### [The task]
Write out the whole listing exactly as it stands.

··· Record extracts

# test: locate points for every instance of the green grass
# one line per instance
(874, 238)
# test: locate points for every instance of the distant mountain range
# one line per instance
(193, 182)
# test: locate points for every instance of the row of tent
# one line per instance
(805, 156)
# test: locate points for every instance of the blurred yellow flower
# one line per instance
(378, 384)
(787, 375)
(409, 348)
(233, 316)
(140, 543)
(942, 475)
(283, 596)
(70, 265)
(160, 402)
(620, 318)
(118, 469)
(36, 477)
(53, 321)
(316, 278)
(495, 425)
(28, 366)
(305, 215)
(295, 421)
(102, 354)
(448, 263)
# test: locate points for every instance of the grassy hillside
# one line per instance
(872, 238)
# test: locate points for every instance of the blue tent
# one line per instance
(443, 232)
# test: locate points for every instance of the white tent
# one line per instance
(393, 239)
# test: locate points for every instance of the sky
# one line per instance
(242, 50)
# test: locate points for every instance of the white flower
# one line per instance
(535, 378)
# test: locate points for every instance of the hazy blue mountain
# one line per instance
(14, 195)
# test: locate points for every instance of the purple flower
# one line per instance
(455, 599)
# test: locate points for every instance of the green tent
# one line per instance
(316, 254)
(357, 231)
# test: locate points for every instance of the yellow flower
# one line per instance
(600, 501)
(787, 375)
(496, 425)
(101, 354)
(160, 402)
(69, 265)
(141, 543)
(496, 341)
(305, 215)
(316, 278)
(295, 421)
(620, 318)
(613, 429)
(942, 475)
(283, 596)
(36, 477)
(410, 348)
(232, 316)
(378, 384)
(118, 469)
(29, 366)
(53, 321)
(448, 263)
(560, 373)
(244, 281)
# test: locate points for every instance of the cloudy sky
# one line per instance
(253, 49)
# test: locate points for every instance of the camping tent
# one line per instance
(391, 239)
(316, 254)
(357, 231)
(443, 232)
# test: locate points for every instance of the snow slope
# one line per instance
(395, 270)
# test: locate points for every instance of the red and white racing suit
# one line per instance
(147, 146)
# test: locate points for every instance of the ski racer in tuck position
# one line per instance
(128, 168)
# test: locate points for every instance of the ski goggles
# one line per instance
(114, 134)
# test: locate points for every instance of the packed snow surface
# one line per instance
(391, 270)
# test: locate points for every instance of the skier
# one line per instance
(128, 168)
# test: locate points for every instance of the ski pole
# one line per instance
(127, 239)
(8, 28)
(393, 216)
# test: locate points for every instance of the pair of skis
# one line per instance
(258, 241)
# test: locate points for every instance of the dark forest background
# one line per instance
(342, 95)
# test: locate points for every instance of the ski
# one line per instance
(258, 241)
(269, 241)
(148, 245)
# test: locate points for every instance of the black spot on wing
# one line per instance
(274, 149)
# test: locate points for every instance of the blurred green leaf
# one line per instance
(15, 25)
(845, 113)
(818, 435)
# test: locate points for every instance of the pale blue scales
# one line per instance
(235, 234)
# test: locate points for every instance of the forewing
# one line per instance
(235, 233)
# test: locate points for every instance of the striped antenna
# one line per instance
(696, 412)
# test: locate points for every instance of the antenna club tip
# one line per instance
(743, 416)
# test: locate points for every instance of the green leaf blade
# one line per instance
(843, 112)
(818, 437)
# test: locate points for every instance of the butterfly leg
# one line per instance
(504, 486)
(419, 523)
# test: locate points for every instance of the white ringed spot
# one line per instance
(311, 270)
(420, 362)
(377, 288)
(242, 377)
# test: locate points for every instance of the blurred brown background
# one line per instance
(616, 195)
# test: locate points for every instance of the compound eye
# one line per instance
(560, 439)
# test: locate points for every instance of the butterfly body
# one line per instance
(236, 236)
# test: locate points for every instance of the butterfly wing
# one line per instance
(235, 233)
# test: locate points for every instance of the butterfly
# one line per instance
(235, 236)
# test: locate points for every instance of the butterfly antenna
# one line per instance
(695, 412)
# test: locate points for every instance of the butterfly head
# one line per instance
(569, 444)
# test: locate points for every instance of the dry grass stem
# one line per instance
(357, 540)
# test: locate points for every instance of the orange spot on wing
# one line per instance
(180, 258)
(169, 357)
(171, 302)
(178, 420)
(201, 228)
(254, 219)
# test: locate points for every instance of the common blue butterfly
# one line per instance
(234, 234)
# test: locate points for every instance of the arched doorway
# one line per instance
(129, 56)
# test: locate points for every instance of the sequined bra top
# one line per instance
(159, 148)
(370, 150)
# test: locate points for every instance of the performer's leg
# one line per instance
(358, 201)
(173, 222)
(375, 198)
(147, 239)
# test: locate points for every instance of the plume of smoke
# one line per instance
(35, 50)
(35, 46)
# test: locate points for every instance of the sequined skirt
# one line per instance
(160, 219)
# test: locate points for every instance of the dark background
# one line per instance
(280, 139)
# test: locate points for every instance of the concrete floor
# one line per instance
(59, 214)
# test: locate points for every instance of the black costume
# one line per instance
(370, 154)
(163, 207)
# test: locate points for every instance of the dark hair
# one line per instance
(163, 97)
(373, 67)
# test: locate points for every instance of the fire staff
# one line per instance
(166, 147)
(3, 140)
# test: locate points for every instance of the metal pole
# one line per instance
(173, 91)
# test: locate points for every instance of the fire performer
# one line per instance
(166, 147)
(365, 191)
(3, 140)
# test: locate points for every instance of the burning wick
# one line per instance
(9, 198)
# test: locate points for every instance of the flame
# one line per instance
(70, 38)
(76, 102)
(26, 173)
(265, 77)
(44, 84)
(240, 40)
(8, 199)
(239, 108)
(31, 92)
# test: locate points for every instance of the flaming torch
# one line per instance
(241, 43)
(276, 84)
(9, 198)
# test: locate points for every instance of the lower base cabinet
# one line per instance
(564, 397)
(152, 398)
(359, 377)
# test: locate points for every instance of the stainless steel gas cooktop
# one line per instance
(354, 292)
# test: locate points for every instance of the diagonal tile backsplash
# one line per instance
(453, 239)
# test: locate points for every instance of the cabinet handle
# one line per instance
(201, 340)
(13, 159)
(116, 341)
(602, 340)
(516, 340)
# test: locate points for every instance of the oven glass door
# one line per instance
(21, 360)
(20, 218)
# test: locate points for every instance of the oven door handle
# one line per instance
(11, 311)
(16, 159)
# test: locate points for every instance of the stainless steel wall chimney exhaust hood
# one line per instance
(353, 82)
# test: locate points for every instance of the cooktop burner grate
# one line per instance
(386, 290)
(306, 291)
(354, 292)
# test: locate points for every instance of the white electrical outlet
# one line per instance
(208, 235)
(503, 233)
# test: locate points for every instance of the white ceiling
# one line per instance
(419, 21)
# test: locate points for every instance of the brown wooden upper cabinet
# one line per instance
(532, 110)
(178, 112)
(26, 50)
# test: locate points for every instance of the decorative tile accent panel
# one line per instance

······

### [Response to the exercise]
# test: locate points for every instance of the green grass
# one line per instance
(874, 238)
# test: locate points for every instance of the distant mountain range
# one line per instance
(193, 182)
# test: locate points for every instance of the row of tent
# one line per instance
(805, 156)
# test: locate points for every instance of the blurred yellow flower
# one line per instance
(378, 384)
(787, 375)
(409, 348)
(233, 316)
(140, 543)
(942, 475)
(283, 596)
(70, 265)
(160, 402)
(620, 318)
(118, 469)
(36, 477)
(53, 321)
(316, 278)
(495, 425)
(28, 366)
(305, 215)
(295, 421)
(102, 354)
(448, 263)
# test: locate points for every instance of the grassy hillside
# one line per instance
(872, 238)
# test: locate points for every instance of the blue tent
# one line per instance
(443, 232)
# test: locate points for every instance of the white tent
# one line per instance
(393, 239)
# test: locate points for every instance of the sky
# one line per instance
(242, 50)
# test: locate points for every instance of the white flower
# one line per instance
(535, 378)
# test: locate points for every instance of the hazy blue mountain
# one line per instance
(14, 195)
# test: locate points for every instance of the purple flower
# one line per instance
(455, 599)
# test: locate points for every instance of the green tent
# one line per instance
(316, 254)
(357, 231)
# test: locate points for every instance of the yellow flower
# one line per instance
(600, 501)
(787, 375)
(496, 425)
(101, 354)
(160, 402)
(69, 265)
(141, 543)
(496, 341)
(305, 215)
(316, 278)
(295, 421)
(620, 318)
(613, 429)
(942, 475)
(283, 596)
(36, 477)
(410, 348)
(232, 316)
(378, 384)
(118, 469)
(29, 366)
(53, 321)
(448, 263)
(560, 373)
(244, 281)
# test: locate points for every instance of the cloudy sky
# one line per instance
(253, 49)
# test: locate points for every instance of the camping tent
# one line per instance
(391, 239)
(316, 254)
(357, 231)
(443, 232)
# test: locate points for every instance of the snow slope
# one line per instance
(395, 270)
# test: locate points for every instance of the red and white racing suit
# one line per instance
(147, 146)
# test: locate points for every instance of the ski racer in tuck position
# one line per instance
(128, 168)
# test: locate points for every instance of the ski goggles
# one line per instance
(114, 134)
# test: locate points for every instance of the packed snow surface
# one line per instance
(391, 270)
# test: locate points for every instance of the skier
# one line per instance
(128, 168)
# test: locate points for every instance of the ski pole
# one line per instance
(127, 239)
(8, 28)
(393, 216)
# test: locate points for every instance of the pair of skis
# one line per instance
(258, 241)
# test: locate points for every instance of the dark forest background
# one line per instance
(342, 95)
# test: locate points for every instance of the ski
# one line per instance
(258, 241)
(269, 241)
(148, 245)
# test: locate points for every instance of the black spot on wing
# one line per instance
(274, 149)
# test: locate points for every instance of the blurred green leaf
# one line per instance
(15, 25)
(845, 113)
(818, 435)
# test: locate points for every instance of the pale blue scales
# one line per instance
(235, 234)
# test: locate points for every instance of the forewing
# one line per instance
(235, 233)
# test: locate points for every instance of the striped antenna
# one line per instance
(696, 412)
# test: locate points for every instance of the antenna club tip
# one line per instance
(743, 416)
# test: locate points for every instance of the green leaf blade
# one line per instance
(843, 112)
(818, 437)
# test: locate points for every instance of the butterfly leg
# one line per instance
(504, 486)
(419, 523)
# test: locate points for every instance of the white ringed spot
# one line per instance
(311, 270)
(420, 362)
(377, 288)
(242, 377)
# test: locate points for every instance of the blurred brown background
# one line per instance
(616, 195)
# test: locate points for every instance of the compound eye
# one line per instance
(560, 439)
# test: locate points for every instance of the butterfly body
# one line per instance
(236, 236)
# test: locate points for every instance of the butterfly wing
# one line per instance
(235, 233)
# test: locate points for every instance of the butterfly
# one line per instance
(235, 236)
# test: locate points for every instance of the butterfly antenna
# one line per instance
(695, 412)
# test: locate points for every instance of the butterfly head
# one line per instance
(569, 444)
# test: locate points for every instance of the dry grass stem
# one line per instance
(357, 540)
# test: locate points for every instance of the orange spot on wing
# one line per instance
(180, 258)
(169, 357)
(171, 302)
(178, 420)
(201, 228)
(254, 219)
# test: locate points for every instance of the common blue butterfly
# one line per instance
(234, 234)
# test: locate points for every instance of the arched doorway
# one line per instance
(129, 56)
# test: locate points for every instance of the sequined bra top
# one line per instance
(159, 148)
(370, 150)
# test: locate points for every instance of the performer's leg
# one line per instance
(358, 201)
(173, 222)
(375, 198)
(147, 239)
# test: locate points for every instance of the plume of smoke
# one line per instance
(35, 50)
(35, 46)
# test: locate points for every instance of the sequined skirt
# one line per instance
(160, 219)
# test: locate points for every instance of the dark background
# one line per instance
(280, 139)
# test: locate points for every instance of the concrete floor
# one line per instance
(59, 214)
# test: locate points for every instance of the black costume
# one line per instance
(370, 154)
(163, 207)
# test: locate points for every instance of the dark hair
# one line per instance
(163, 97)
(373, 67)
# test: locate points for every instance of the fire staff
# one line per instance
(166, 147)
(3, 140)
# test: locate points for every instance of the metal pole
# one line per instance
(173, 91)
# test: locate points for every instance of the fire performer
# one line per instance
(166, 147)
(365, 191)
(3, 140)
# test: locate points for every instance of the burning wick
# one line per instance
(9, 198)
# test: locate points for every instance of the flame
# one line per instance
(70, 38)
(76, 102)
(26, 173)
(265, 77)
(44, 84)
(240, 40)
(8, 199)
(239, 108)
(31, 92)
# test: locate points for every instance of the flaming torch
# one line per instance
(241, 43)
(276, 84)
(9, 198)
# test: locate points for every instance of the lower base cabinet
# one line per instance
(564, 397)
(152, 398)
(359, 377)
# test: locate points for every instance of the stainless steel gas cooktop
# one line per instance
(354, 292)
# test: locate points for every instance of the diagonal tile backsplash
# one line per instance
(453, 239)
# test: locate points for every instance of the cabinet handle
# one line per instance
(201, 340)
(13, 159)
(116, 341)
(602, 340)
(516, 340)
# test: locate points for every instance of the oven glass door
# one line per instance
(21, 360)
(20, 218)
# test: locate points for every instance of the oven door handle
# one line per instance
(11, 311)
(16, 159)
# test: locate points for every instance of the stainless steel wall chimney exhaust hood
# one line per instance
(353, 82)
# test: locate points for every instance of the cooktop burner grate
# one line per instance
(386, 290)
(306, 291)
(354, 292)
# test: locate points for every instance of the white electrical outlet
# one line per instance
(208, 235)
(503, 233)
# test: locate points for every instance of the white ceiling
# one line per instance
(419, 21)
# test: locate points for every instance of the brown wooden upper cabinet
# one line per instance
(532, 110)
(178, 112)
(26, 50)
# test: locate points for every instance of the decorative tile accent panel
# one line per instance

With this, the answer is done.